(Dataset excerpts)
☆ ☆ ☆ ☆
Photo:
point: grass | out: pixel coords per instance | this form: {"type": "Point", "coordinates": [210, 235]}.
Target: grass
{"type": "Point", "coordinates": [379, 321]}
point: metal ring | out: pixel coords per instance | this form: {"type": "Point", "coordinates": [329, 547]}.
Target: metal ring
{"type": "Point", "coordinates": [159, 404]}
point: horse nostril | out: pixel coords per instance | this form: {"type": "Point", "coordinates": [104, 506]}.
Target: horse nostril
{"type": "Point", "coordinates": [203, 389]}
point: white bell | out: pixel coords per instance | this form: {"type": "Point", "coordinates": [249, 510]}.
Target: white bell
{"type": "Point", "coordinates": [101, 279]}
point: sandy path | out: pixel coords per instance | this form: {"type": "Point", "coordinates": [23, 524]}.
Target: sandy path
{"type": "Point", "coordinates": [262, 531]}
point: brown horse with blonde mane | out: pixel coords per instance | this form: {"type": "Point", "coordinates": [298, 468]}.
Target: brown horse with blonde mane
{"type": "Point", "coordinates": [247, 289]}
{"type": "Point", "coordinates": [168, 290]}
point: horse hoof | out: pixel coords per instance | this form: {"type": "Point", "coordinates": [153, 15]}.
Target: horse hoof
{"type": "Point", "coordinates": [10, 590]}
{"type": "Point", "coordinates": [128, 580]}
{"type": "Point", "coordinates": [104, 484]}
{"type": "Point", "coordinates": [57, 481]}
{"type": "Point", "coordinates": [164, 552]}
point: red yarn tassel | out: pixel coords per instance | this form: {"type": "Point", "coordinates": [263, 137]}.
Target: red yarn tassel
☆ ☆ ☆ ☆
Give back, unchanged, the line that holds "point: sandy path" along with all lines after it through the last line above.

> **ANSWER BOX**:
point: sandy path | out: pixel coords per instance | this form: {"type": "Point", "coordinates": [23, 524]}.
Target: sandy path
{"type": "Point", "coordinates": [262, 531]}
point: brown horse with blonde mane | out: pixel coords per instance | this form: {"type": "Point", "coordinates": [298, 468]}.
Target: brown horse with blonde mane
{"type": "Point", "coordinates": [247, 289]}
{"type": "Point", "coordinates": [168, 290]}
point: horse hoof | out: pixel coords per instance | this form: {"type": "Point", "coordinates": [153, 15]}.
Target: horse hoof
{"type": "Point", "coordinates": [10, 590]}
{"type": "Point", "coordinates": [128, 580]}
{"type": "Point", "coordinates": [104, 484]}
{"type": "Point", "coordinates": [57, 481]}
{"type": "Point", "coordinates": [164, 552]}
point: red yarn tassel | out: pixel coords per instance | this form: {"type": "Point", "coordinates": [263, 137]}.
Target: red yarn tassel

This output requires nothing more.